> [DIRECTIONS]:
Return the data below verbatim, every line in its original order.

---- RAW RECORDS

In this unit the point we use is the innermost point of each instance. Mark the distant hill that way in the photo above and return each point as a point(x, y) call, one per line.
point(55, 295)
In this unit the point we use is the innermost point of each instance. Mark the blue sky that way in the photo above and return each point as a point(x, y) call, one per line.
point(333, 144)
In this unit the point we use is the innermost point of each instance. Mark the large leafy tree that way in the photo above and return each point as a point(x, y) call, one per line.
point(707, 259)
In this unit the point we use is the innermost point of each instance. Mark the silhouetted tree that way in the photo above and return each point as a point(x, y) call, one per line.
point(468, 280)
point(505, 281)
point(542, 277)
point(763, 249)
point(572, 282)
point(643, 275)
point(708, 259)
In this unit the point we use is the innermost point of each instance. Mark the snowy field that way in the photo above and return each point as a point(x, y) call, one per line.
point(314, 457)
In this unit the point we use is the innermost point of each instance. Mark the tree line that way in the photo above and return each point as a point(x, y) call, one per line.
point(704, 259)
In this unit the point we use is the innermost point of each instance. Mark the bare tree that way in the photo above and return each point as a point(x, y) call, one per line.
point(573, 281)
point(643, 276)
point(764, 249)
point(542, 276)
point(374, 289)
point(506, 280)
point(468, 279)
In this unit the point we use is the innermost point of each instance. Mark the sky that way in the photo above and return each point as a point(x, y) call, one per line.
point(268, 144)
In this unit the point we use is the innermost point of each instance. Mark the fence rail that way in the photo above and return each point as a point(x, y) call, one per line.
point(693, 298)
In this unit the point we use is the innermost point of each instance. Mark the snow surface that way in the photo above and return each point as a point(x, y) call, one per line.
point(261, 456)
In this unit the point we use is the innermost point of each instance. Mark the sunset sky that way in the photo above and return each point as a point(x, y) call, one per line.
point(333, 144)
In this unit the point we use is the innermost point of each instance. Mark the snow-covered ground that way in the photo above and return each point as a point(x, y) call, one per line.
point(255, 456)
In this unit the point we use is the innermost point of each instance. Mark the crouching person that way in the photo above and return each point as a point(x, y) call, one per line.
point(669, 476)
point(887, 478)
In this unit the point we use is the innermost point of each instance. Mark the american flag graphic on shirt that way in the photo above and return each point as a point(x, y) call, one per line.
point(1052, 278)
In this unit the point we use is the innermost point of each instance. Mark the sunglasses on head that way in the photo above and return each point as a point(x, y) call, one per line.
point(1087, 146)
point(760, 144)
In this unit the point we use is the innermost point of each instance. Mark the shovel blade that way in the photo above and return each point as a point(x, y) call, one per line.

--------

> [FULL ANSWER]:
In this unit the point we use is the innermost point of each instance. Mark the distant hill that way in the photo above and return each point as a point(x, y) call, one per line.
point(55, 295)
In this unit the point we use is the innermost point of each instance. Mark the blue sky that way in the photo above and return each point as a point(x, y) call, one per line.
point(333, 144)
In this unit the point we use is the innermost point of each instance. Mark the large leafy tree that way in the photo above and return each point as a point(x, y) call, one per line.
point(707, 259)
In this unit the point we use is the innermost point of each instance. Mark the silhouetted tree that way in the photo above and return each point as a point(x, y) call, one per line.
point(468, 280)
point(505, 281)
point(542, 277)
point(763, 249)
point(572, 282)
point(643, 275)
point(708, 259)
In this unit the point we use is the innermost point of each instance. Mark the snowy field that way in the photo above and return each point as a point(x, y) call, one per line.
point(314, 457)
In this unit the point we use is the innermost point of each instance. Mark the tree line that way in the photo above and return each point as a point(x, y) call, one per line.
point(704, 259)
In this unit the point we use is the innermost point of each instance. Mark the bare tree that way in the photo above and return each point as a point(x, y) call, one per line.
point(573, 281)
point(643, 276)
point(764, 249)
point(542, 276)
point(374, 289)
point(506, 280)
point(468, 279)
In this unit the point we use is the innermost point of each instance. Mark the sky that way in the photo above and return each point as a point(x, y) call, one per line.
point(268, 144)
In this unit the point we use is the innermost point of each instance. Mark the fence rail that way in the photo above and return each point as a point(x, y) call, one per line.
point(693, 298)
In this unit the point we use is the innermost point of each instance. Mark the snow surface that way in the photo above and return each point as a point(x, y) call, one per line.
point(261, 456)
In this unit the point we use is the innermost point of each instance. Mark the sunset sky that way in the photo above and return each point as a point(x, y) call, one per line.
point(333, 144)
In this unit the point we use is the innermost point of each instance. Mark the snow-covered ground that way in the photo above and return each point as a point(x, y) call, one per line.
point(255, 456)
In this unit the point we use is the innermost point of each instance. Mark the crouching person that way in the photo above and return each point as a point(x, y) call, one per line.
point(669, 476)
point(887, 478)
In this unit the point we use is the innermost point of each instance. Mark the american flag graphic on shirt that way in the photo above and return each point as a point(x, y) call, one per line.
point(1052, 278)
In this unit the point we use is the innermost point of each instance. Mark the sunglasses on head that way in the photo above and return each point as a point(x, y) call, one per line.
point(1087, 146)
point(760, 144)
In this unit the point we use is the innermost point of each instance. Mark the shovel blade that way in the photo above and return each point as a point(x, y) call, one per line.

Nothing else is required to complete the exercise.